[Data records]
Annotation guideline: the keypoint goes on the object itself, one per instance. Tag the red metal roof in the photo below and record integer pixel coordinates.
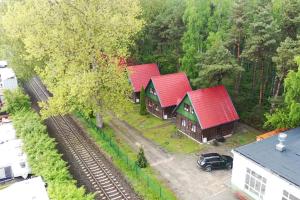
(213, 106)
(171, 88)
(140, 75)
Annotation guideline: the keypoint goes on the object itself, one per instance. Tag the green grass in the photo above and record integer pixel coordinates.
(163, 133)
(142, 189)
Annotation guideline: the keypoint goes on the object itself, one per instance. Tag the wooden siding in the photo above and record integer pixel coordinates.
(187, 129)
(185, 113)
(135, 96)
(148, 94)
(154, 108)
(210, 133)
(218, 131)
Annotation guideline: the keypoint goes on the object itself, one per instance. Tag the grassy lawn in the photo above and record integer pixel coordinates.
(162, 132)
(142, 189)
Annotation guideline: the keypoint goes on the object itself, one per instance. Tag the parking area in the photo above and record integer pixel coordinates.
(180, 171)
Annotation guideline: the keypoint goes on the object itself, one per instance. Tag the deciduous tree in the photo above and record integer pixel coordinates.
(77, 45)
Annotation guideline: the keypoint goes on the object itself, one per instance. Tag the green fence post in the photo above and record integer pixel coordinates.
(160, 194)
(148, 181)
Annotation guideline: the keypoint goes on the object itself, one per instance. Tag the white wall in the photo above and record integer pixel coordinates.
(10, 84)
(274, 186)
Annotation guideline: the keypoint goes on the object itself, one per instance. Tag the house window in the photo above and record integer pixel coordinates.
(152, 91)
(192, 110)
(288, 196)
(183, 123)
(186, 107)
(150, 104)
(156, 108)
(255, 183)
(193, 128)
(22, 164)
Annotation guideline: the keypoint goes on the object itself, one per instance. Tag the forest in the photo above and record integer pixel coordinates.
(250, 46)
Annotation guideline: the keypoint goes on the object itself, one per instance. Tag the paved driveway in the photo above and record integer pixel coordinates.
(180, 171)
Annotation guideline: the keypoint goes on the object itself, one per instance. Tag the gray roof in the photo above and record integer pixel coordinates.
(286, 164)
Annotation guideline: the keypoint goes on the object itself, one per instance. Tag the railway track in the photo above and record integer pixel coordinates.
(104, 183)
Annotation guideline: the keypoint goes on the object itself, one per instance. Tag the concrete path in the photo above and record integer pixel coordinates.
(179, 171)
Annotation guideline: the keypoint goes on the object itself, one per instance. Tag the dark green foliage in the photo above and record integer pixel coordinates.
(261, 44)
(288, 116)
(141, 159)
(143, 110)
(285, 61)
(44, 159)
(217, 64)
(159, 42)
(290, 18)
(15, 101)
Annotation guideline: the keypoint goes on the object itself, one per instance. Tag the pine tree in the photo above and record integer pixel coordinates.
(288, 116)
(260, 43)
(141, 159)
(285, 61)
(237, 35)
(291, 18)
(143, 110)
(217, 64)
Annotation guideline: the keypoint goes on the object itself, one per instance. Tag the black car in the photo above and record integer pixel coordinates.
(210, 161)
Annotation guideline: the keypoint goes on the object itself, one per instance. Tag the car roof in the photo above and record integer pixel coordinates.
(210, 155)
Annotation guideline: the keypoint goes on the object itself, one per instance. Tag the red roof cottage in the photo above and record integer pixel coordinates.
(139, 76)
(205, 114)
(164, 92)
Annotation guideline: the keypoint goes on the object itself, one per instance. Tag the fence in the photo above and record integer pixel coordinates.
(144, 179)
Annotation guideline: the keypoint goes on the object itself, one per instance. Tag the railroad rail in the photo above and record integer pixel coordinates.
(104, 183)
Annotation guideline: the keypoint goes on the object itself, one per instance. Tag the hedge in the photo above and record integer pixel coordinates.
(43, 157)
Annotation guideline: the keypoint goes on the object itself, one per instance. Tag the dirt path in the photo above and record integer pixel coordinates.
(179, 171)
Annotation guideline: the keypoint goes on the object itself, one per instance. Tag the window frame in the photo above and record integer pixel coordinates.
(255, 183)
(288, 196)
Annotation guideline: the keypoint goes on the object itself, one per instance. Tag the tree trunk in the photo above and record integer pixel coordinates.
(262, 85)
(253, 77)
(277, 89)
(276, 93)
(239, 75)
(99, 120)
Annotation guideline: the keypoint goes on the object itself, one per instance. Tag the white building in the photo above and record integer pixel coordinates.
(13, 161)
(3, 63)
(8, 81)
(30, 189)
(262, 172)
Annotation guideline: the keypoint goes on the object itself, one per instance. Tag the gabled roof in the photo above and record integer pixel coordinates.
(213, 106)
(7, 73)
(285, 164)
(171, 88)
(140, 75)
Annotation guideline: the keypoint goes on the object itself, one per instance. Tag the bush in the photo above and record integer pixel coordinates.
(141, 159)
(43, 157)
(143, 110)
(16, 101)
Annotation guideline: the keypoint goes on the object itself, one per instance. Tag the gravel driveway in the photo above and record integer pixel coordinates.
(180, 171)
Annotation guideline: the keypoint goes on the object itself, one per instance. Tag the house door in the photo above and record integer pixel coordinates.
(8, 172)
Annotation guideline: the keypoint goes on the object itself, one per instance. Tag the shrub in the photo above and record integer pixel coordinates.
(141, 159)
(43, 157)
(143, 110)
(15, 101)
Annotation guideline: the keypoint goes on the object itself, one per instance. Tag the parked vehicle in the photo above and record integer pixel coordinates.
(210, 161)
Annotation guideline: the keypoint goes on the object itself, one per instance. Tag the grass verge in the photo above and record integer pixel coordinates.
(144, 181)
(164, 133)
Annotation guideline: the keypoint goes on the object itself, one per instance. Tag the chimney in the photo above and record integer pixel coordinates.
(281, 138)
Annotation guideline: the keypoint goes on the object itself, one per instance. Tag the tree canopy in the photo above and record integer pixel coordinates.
(75, 47)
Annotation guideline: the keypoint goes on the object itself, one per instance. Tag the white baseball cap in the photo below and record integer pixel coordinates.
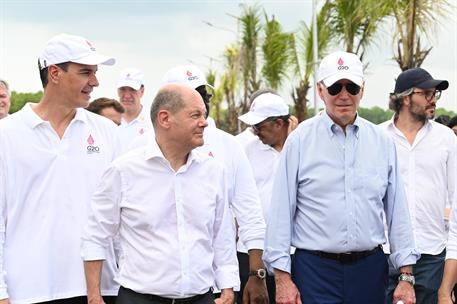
(265, 106)
(186, 74)
(63, 48)
(341, 65)
(131, 77)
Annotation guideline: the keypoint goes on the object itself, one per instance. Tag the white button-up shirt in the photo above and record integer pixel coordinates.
(175, 227)
(45, 188)
(428, 168)
(128, 131)
(242, 190)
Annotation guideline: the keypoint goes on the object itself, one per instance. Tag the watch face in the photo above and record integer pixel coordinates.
(261, 273)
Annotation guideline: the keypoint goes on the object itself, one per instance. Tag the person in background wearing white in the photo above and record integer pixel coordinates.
(52, 155)
(135, 120)
(427, 156)
(5, 95)
(271, 123)
(168, 202)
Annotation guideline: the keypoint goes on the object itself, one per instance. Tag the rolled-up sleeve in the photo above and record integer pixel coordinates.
(245, 202)
(103, 221)
(283, 207)
(225, 263)
(402, 245)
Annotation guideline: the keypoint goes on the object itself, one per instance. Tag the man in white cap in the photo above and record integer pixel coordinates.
(135, 119)
(337, 175)
(5, 95)
(52, 155)
(243, 196)
(427, 156)
(175, 223)
(271, 123)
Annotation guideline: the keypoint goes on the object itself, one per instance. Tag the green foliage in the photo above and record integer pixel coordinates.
(18, 100)
(375, 114)
(275, 53)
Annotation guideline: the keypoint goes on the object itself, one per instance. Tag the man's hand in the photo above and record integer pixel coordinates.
(95, 299)
(444, 297)
(255, 291)
(286, 291)
(227, 297)
(293, 123)
(404, 292)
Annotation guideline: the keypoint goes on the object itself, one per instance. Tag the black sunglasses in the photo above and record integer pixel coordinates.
(336, 88)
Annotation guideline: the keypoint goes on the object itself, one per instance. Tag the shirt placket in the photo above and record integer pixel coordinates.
(182, 234)
(349, 163)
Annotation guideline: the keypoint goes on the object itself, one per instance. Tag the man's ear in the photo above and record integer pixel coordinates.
(54, 73)
(163, 119)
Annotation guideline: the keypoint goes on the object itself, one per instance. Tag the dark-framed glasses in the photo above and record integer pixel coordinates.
(336, 88)
(428, 94)
(258, 127)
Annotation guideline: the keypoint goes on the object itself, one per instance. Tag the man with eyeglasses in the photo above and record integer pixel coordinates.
(426, 154)
(337, 175)
(270, 121)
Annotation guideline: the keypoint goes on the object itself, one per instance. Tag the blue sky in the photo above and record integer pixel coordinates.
(157, 35)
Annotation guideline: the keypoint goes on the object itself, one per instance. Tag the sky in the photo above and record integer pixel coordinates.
(155, 36)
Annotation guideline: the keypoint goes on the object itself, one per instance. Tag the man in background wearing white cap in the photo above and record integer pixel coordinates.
(5, 95)
(52, 155)
(427, 157)
(243, 196)
(271, 123)
(135, 120)
(337, 175)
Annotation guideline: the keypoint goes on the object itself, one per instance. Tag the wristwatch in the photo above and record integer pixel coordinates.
(407, 278)
(259, 273)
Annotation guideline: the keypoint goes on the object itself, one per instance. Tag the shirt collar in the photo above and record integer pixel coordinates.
(153, 151)
(331, 126)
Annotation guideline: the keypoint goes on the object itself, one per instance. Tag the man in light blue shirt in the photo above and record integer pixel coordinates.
(338, 174)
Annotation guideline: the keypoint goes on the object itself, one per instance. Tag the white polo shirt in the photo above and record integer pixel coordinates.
(174, 226)
(428, 169)
(128, 131)
(243, 194)
(45, 188)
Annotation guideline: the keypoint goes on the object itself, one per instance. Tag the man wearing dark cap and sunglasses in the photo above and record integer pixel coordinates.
(427, 157)
(337, 175)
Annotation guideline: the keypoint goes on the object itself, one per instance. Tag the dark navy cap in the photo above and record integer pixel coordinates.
(418, 78)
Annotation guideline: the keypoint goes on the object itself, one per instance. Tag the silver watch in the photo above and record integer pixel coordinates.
(407, 278)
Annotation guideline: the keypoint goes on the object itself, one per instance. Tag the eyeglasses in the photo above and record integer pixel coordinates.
(336, 88)
(260, 125)
(429, 94)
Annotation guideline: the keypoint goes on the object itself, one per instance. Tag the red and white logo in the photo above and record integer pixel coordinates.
(91, 148)
(341, 65)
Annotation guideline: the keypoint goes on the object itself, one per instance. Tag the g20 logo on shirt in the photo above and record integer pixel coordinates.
(91, 148)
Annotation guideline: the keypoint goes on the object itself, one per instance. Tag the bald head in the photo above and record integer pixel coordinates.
(172, 97)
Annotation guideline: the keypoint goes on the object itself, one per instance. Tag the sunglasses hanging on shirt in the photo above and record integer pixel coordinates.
(336, 88)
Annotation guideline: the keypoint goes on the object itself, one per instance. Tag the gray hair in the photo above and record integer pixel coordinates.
(396, 100)
(167, 98)
(4, 84)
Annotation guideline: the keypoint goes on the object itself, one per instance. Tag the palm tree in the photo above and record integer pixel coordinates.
(276, 53)
(302, 57)
(415, 19)
(251, 27)
(355, 22)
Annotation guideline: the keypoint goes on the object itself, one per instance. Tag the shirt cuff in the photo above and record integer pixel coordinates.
(228, 277)
(92, 252)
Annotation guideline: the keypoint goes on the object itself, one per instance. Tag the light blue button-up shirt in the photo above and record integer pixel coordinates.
(331, 190)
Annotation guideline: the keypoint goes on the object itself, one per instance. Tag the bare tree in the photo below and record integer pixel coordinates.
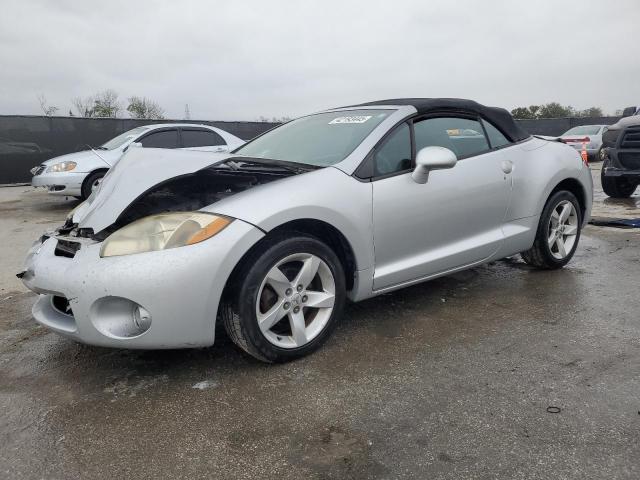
(48, 110)
(107, 104)
(142, 107)
(84, 106)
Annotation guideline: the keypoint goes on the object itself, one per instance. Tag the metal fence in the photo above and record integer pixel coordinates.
(557, 126)
(27, 141)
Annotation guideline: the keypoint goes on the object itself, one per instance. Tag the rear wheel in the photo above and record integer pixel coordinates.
(286, 300)
(617, 187)
(558, 232)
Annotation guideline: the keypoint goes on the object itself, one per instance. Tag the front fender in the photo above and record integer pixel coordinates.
(328, 195)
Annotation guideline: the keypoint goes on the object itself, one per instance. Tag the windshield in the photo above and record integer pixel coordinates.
(584, 130)
(122, 138)
(322, 139)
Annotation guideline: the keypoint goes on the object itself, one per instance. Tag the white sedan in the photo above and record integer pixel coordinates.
(78, 174)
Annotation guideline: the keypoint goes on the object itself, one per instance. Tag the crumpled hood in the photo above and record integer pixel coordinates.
(136, 172)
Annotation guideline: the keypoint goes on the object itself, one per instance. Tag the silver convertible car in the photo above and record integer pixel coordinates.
(272, 238)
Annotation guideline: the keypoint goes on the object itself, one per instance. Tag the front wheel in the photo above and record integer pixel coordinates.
(287, 297)
(558, 232)
(616, 187)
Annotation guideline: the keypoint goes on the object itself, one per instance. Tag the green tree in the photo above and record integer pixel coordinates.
(142, 107)
(555, 110)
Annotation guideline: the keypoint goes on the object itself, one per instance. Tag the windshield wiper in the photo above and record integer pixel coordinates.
(237, 163)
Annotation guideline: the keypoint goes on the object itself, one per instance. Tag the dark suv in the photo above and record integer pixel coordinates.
(621, 168)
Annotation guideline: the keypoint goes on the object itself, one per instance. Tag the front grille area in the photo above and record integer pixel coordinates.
(62, 305)
(630, 138)
(65, 248)
(629, 160)
(610, 137)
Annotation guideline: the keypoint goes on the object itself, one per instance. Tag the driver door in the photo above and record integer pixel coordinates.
(453, 220)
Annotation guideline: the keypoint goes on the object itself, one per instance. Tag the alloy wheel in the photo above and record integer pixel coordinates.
(563, 229)
(295, 300)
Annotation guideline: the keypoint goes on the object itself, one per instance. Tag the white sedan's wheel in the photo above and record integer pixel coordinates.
(293, 312)
(563, 228)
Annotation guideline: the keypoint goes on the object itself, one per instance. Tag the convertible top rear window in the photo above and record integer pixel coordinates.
(322, 139)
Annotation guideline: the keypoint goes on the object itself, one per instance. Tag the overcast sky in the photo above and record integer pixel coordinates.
(239, 60)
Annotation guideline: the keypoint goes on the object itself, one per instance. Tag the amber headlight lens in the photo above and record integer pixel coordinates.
(163, 231)
(62, 167)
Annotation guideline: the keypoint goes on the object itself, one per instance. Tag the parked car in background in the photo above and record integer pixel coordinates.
(78, 174)
(589, 134)
(620, 173)
(273, 238)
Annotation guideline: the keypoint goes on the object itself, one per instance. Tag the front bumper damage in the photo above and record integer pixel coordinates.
(99, 301)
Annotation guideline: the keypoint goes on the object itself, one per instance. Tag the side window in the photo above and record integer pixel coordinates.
(461, 135)
(201, 138)
(162, 139)
(395, 153)
(496, 139)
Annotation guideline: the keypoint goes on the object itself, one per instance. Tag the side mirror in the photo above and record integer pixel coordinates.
(629, 111)
(432, 158)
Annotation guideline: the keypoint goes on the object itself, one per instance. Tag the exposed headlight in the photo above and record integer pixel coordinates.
(72, 212)
(163, 231)
(62, 167)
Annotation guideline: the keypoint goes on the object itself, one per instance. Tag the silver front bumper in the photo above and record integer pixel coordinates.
(180, 288)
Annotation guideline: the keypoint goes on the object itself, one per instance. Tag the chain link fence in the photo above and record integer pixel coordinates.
(27, 141)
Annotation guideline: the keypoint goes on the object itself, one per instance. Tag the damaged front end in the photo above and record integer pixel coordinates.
(184, 193)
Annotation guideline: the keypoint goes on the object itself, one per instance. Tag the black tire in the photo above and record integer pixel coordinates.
(540, 255)
(238, 310)
(616, 187)
(86, 185)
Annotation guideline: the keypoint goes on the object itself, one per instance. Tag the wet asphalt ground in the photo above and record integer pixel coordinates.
(500, 372)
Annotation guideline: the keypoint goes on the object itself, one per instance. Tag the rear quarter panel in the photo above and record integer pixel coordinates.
(328, 195)
(539, 166)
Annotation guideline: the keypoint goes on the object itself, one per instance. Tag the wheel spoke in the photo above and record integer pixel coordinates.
(270, 318)
(298, 328)
(560, 244)
(308, 271)
(320, 299)
(566, 211)
(278, 281)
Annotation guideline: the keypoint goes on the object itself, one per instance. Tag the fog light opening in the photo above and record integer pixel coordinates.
(120, 318)
(141, 318)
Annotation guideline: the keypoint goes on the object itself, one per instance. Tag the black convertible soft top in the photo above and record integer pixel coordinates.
(499, 117)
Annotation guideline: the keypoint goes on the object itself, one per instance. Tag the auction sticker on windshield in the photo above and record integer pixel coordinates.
(352, 119)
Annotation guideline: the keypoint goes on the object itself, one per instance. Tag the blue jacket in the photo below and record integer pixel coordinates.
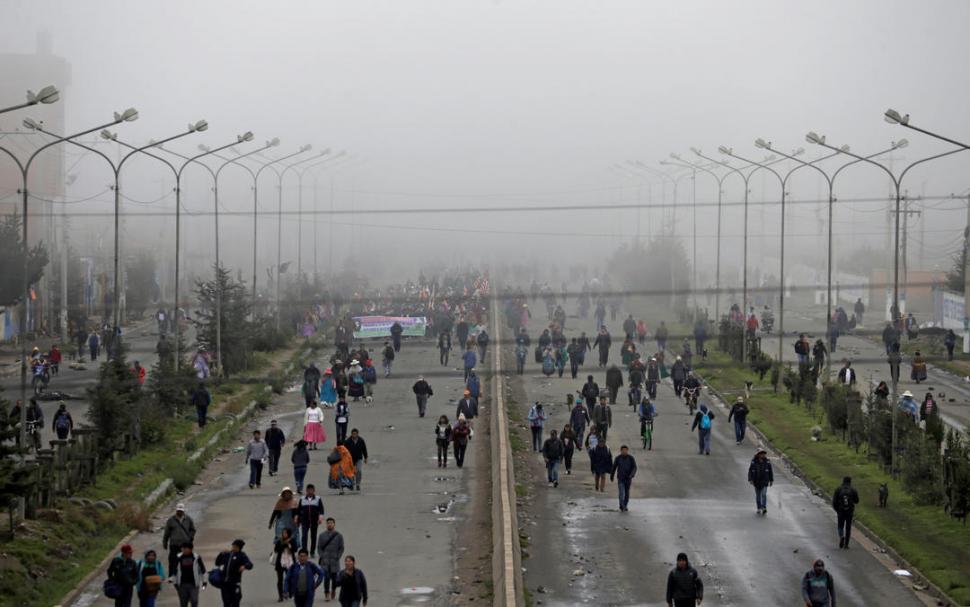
(314, 579)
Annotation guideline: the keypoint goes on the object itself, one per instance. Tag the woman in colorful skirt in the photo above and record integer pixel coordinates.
(313, 426)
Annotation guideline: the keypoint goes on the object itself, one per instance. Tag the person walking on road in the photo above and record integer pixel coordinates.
(684, 586)
(123, 573)
(353, 584)
(233, 562)
(179, 530)
(601, 461)
(442, 433)
(739, 412)
(313, 432)
(301, 461)
(284, 556)
(256, 454)
(460, 435)
(189, 576)
(537, 421)
(624, 469)
(843, 502)
(818, 589)
(358, 453)
(422, 391)
(703, 420)
(275, 439)
(331, 548)
(761, 477)
(302, 580)
(552, 452)
(308, 517)
(201, 399)
(602, 418)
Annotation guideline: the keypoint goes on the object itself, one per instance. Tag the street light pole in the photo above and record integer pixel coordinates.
(126, 116)
(813, 137)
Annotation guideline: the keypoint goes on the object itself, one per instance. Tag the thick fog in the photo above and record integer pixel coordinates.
(472, 105)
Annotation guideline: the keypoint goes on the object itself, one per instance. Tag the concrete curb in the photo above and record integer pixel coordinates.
(931, 589)
(507, 581)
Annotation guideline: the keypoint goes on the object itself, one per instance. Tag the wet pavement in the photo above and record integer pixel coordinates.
(402, 526)
(583, 550)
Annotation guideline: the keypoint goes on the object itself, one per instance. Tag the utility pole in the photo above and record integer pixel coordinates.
(966, 282)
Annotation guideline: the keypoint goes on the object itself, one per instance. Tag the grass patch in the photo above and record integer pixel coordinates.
(929, 539)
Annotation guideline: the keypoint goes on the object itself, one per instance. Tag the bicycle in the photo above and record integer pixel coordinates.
(646, 433)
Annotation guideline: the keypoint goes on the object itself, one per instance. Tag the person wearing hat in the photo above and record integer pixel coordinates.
(684, 586)
(275, 439)
(123, 574)
(818, 589)
(739, 412)
(422, 391)
(179, 529)
(63, 422)
(843, 502)
(761, 476)
(233, 562)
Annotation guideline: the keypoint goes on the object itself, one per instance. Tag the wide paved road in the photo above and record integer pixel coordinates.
(405, 527)
(582, 550)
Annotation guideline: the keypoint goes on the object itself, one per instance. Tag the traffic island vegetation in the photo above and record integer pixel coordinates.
(825, 440)
(48, 556)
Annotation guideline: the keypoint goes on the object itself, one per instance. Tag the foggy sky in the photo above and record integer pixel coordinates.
(452, 104)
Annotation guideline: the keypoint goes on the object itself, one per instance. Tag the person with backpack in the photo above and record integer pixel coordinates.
(843, 502)
(818, 588)
(702, 423)
(388, 359)
(63, 422)
(552, 451)
(150, 576)
(537, 420)
(331, 548)
(761, 476)
(739, 411)
(230, 564)
(684, 586)
(122, 578)
(188, 576)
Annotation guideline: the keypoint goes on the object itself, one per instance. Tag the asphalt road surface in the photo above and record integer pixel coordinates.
(406, 525)
(582, 550)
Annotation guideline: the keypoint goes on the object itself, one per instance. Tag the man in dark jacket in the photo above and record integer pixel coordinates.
(358, 452)
(818, 589)
(552, 452)
(275, 439)
(761, 477)
(843, 502)
(396, 331)
(201, 399)
(590, 391)
(614, 380)
(603, 342)
(624, 469)
(233, 562)
(578, 419)
(684, 586)
(739, 412)
(422, 390)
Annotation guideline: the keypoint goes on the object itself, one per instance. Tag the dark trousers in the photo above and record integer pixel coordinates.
(312, 531)
(274, 460)
(845, 526)
(460, 454)
(231, 595)
(255, 472)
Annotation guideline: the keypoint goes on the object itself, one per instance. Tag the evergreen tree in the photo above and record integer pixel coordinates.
(15, 479)
(236, 328)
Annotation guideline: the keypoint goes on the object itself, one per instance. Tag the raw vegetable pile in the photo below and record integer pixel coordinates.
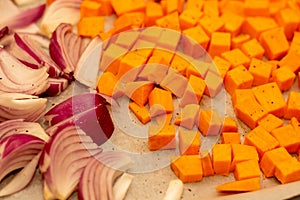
(155, 52)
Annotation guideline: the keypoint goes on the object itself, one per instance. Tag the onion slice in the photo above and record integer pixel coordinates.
(57, 85)
(24, 18)
(17, 151)
(34, 50)
(10, 13)
(65, 47)
(73, 106)
(87, 68)
(62, 11)
(17, 106)
(22, 179)
(19, 126)
(95, 122)
(4, 31)
(99, 175)
(15, 77)
(63, 161)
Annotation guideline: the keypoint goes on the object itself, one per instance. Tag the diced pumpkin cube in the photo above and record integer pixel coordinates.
(270, 122)
(174, 82)
(189, 96)
(242, 152)
(271, 158)
(246, 185)
(222, 65)
(236, 58)
(160, 102)
(127, 6)
(229, 125)
(261, 71)
(190, 116)
(253, 49)
(246, 170)
(189, 142)
(270, 98)
(254, 26)
(130, 66)
(188, 168)
(221, 157)
(209, 122)
(139, 91)
(90, 26)
(239, 95)
(284, 78)
(195, 4)
(275, 43)
(191, 47)
(155, 70)
(153, 12)
(141, 112)
(170, 21)
(261, 139)
(214, 84)
(167, 55)
(161, 137)
(219, 43)
(237, 41)
(189, 18)
(107, 84)
(291, 61)
(288, 171)
(169, 39)
(179, 64)
(231, 138)
(256, 8)
(211, 8)
(207, 167)
(127, 39)
(233, 23)
(111, 58)
(287, 137)
(289, 19)
(89, 9)
(197, 68)
(238, 78)
(293, 106)
(211, 24)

What needs to be done: Return the line that contains "Tag the onion" and all lines after it, verbatim, and nothing else.

Response to this exercise:
Annotation guideline: the keypoint goes on the object itself, one per instance. Tag the onion slice in the photo above and record integer pixel coordinates.
(57, 85)
(24, 18)
(17, 151)
(34, 50)
(10, 13)
(65, 47)
(73, 106)
(87, 68)
(62, 11)
(17, 106)
(22, 179)
(19, 126)
(95, 122)
(4, 31)
(99, 175)
(15, 77)
(63, 161)
Annotation guideline: the keypoint goes on the object itself, one per instance. Tag the diced pumpkin cube in the photo above and record integer pixel coordinates.
(270, 122)
(174, 82)
(189, 96)
(242, 152)
(271, 158)
(246, 185)
(222, 65)
(236, 58)
(160, 102)
(127, 6)
(229, 125)
(261, 71)
(190, 116)
(253, 49)
(246, 170)
(189, 142)
(270, 98)
(254, 26)
(130, 66)
(188, 168)
(221, 157)
(209, 122)
(139, 91)
(90, 26)
(239, 95)
(284, 78)
(195, 4)
(275, 43)
(191, 47)
(155, 70)
(153, 12)
(141, 112)
(170, 21)
(261, 139)
(214, 84)
(167, 55)
(161, 137)
(219, 43)
(237, 41)
(189, 18)
(107, 84)
(291, 61)
(288, 171)
(169, 39)
(179, 64)
(231, 138)
(256, 8)
(211, 8)
(207, 167)
(127, 39)
(233, 23)
(111, 58)
(287, 137)
(289, 19)
(89, 9)
(197, 68)
(238, 78)
(293, 106)
(211, 24)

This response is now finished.